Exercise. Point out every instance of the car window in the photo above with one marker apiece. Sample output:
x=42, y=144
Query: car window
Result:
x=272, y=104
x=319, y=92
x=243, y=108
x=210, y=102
★ ★ ★ ★ ★ ★ ★
Your task: What you should produce is an exact retyping of every line above.

Written answer:
Exercise. Point out every instance of the car window in the photo above with one marker apiece. Sample output:
x=42, y=144
Query: car window
Result:
x=272, y=104
x=319, y=92
x=243, y=108
x=210, y=102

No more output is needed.